### Source material:
·····

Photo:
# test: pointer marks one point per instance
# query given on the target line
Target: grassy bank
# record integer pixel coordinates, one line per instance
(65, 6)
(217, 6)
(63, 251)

·····

### Goal:
Turn every line of the records above into a JSON list of strings, one string per line, and omit any blank lines.

### Final answer:
[
  "Photo:",
  "# test: pointer marks one point per instance",
  "# query given on the target line",
  "Target: grassy bank",
  "# record integer pixel coordinates, one line per instance",
  "(65, 6)",
  "(217, 6)",
  "(63, 251)"
]